◆ GIVEN INSTRUCTION: Rewrite the listing below with "green foliage" changed to "leafy vegetation" and nothing else altered. Leave the pictures out.

— start EXTRACTED DATA —

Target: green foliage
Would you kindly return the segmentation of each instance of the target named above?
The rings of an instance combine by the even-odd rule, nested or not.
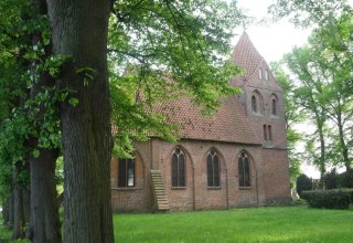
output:
[[[302,140],[302,135],[296,130],[295,126],[304,120],[306,114],[302,109],[298,108],[297,97],[295,95],[295,82],[282,70],[282,64],[284,63],[281,62],[270,63],[270,66],[276,80],[284,88],[289,175],[291,179],[291,186],[293,188],[296,179],[300,175],[300,165],[302,161],[302,155],[296,150],[296,146],[300,140]]]
[[[352,190],[303,191],[302,198],[317,209],[349,209]]]
[[[307,175],[302,173],[297,178],[297,192],[302,197],[303,191],[312,190],[312,180]]]
[[[353,170],[340,173],[338,177],[339,188],[353,188]]]
[[[114,215],[116,242],[342,243],[352,223],[352,210],[307,207]]]
[[[338,177],[335,169],[331,170],[330,172],[327,172],[323,176],[323,183],[325,189],[335,189],[338,188]]]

— end EXTRACTED DATA —

◆ REPLY TO THE EXERCISE:
Target: leafy vegetation
Would you kindly return the segmentation of each instance of the target named above?
The rings of an instance combine by the even-odd rule, nested or not.
output:
[[[302,140],[302,135],[296,130],[295,126],[304,120],[306,114],[302,109],[298,108],[297,97],[295,95],[295,82],[282,70],[282,64],[284,63],[281,62],[270,63],[270,66],[276,80],[284,88],[289,175],[291,179],[291,186],[293,188],[296,179],[300,175],[300,165],[302,161],[302,155],[296,150],[296,146],[300,140]]]
[[[352,190],[303,191],[302,198],[317,209],[349,209]]]
[[[307,175],[302,173],[297,178],[297,192],[302,197],[303,191],[312,190],[312,180]]]
[[[353,170],[340,173],[338,177],[339,188],[353,188]]]
[[[114,215],[116,242],[342,243],[352,223],[352,210],[307,207]]]
[[[338,177],[335,169],[331,170],[330,172],[327,172],[323,176],[323,183],[325,189],[335,189],[338,188]]]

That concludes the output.